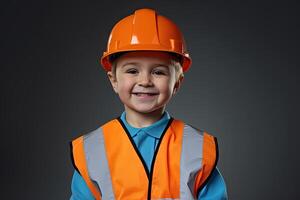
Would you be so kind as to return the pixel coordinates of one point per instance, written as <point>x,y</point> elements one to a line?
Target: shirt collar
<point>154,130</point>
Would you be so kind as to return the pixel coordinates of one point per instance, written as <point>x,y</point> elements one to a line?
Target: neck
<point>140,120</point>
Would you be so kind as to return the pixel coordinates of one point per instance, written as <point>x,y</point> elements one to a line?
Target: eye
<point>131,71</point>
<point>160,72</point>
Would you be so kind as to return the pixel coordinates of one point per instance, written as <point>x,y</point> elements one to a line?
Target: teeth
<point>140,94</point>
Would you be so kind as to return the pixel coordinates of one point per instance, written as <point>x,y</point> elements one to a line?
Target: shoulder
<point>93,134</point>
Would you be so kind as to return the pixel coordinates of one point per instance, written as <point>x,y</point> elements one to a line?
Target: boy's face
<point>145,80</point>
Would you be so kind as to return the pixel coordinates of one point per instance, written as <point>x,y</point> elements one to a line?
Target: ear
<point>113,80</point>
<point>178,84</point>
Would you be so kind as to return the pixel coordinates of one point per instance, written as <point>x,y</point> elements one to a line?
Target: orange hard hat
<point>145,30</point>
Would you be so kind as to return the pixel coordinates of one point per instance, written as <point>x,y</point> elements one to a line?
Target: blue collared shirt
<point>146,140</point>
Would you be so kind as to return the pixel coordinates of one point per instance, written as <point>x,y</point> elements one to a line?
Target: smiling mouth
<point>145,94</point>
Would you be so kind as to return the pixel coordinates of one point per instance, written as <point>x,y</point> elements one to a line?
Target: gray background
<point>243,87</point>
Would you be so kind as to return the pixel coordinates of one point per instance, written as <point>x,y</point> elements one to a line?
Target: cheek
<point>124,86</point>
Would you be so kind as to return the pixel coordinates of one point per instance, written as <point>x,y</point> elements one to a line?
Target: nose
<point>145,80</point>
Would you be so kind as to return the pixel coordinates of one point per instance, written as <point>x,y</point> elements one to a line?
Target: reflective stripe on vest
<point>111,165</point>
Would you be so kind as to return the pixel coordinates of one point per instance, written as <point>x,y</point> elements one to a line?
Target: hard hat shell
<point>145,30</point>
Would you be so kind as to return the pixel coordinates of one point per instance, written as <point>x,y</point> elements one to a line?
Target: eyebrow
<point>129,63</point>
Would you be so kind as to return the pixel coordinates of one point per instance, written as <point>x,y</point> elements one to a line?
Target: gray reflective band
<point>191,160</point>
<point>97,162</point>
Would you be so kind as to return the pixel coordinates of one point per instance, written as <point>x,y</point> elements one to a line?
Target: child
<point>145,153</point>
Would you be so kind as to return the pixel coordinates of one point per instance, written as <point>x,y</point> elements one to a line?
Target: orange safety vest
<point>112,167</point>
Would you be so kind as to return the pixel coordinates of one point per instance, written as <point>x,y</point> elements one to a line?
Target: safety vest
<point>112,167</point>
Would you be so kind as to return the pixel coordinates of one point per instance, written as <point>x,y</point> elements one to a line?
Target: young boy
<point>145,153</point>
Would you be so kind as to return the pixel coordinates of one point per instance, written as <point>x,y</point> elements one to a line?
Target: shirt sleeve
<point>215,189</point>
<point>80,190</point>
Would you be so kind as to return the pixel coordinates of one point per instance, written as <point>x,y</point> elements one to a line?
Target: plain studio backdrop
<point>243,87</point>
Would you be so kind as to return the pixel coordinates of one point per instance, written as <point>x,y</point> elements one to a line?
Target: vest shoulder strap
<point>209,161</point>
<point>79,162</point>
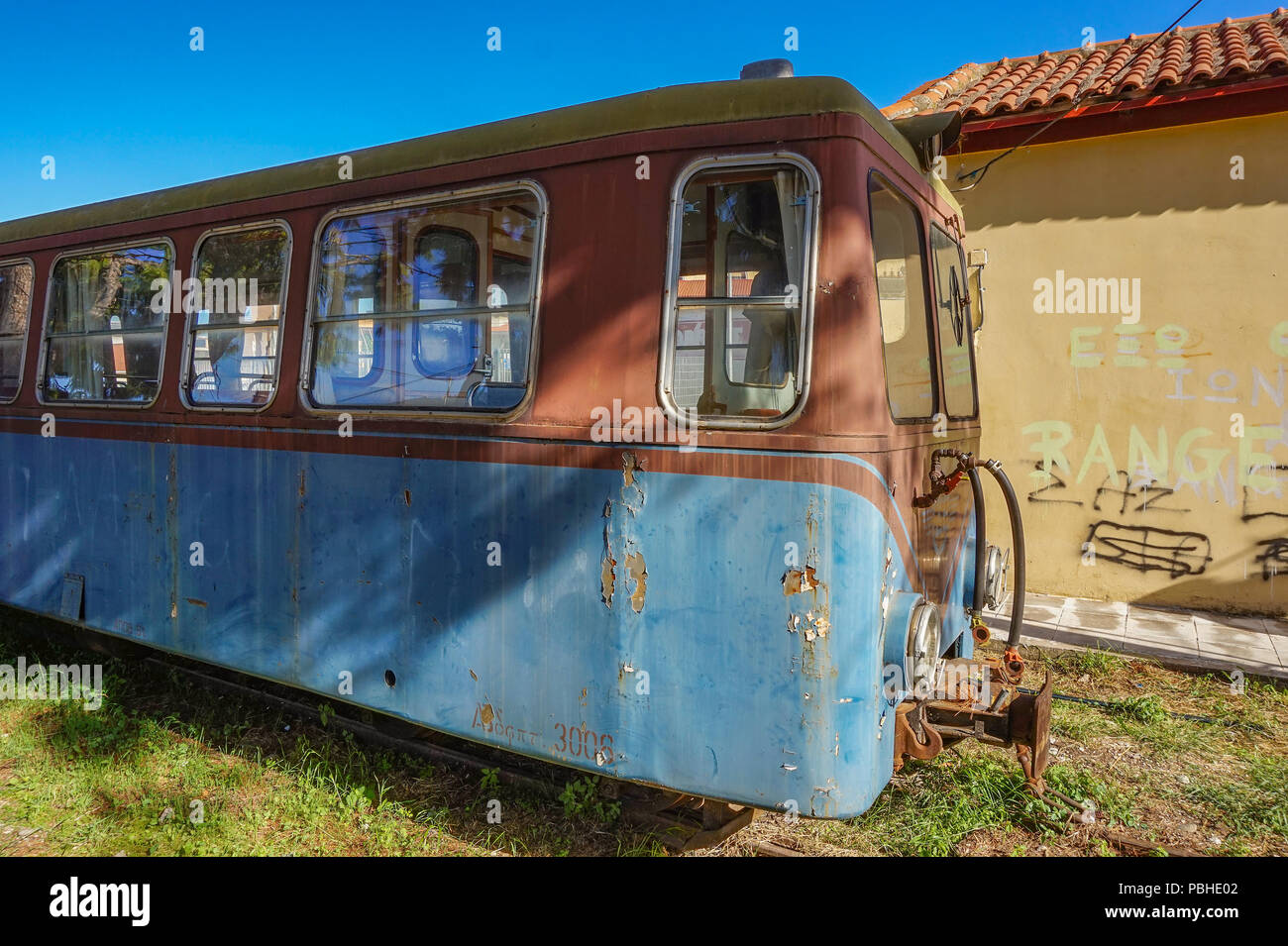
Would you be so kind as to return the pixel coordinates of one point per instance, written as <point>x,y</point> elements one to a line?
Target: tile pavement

++++

WORK REQUIRED: Render the material as a numbered list, from its beginning through the line containing "<point>140,94</point>", both ends included. Omit any blank lines and leave the pictures out of the answer.

THE OUTPUT:
1. Would you be so kind as to return the pixel coordinates of one point per instance, written as <point>x,y</point> elements one to a line?
2. Target: shirt collar
3. <point>154,130</point>
4. Would you be so kind as to return the pixel coordinates of one point per instance, written as <point>x,y</point> elements one to a line?
5. Target: neck
6. <point>140,120</point>
7. Would you be so kind as to return the pixel coordinates of one point per instance, written as <point>x,y</point> elements one to a line?
8. Target: eye
9. <point>131,71</point>
10. <point>160,72</point>
11. Would you be so kind as to return the pixel coordinates of one point per instance, written as <point>x,y</point> elements one to a line?
12. Target: teeth
13. <point>140,94</point>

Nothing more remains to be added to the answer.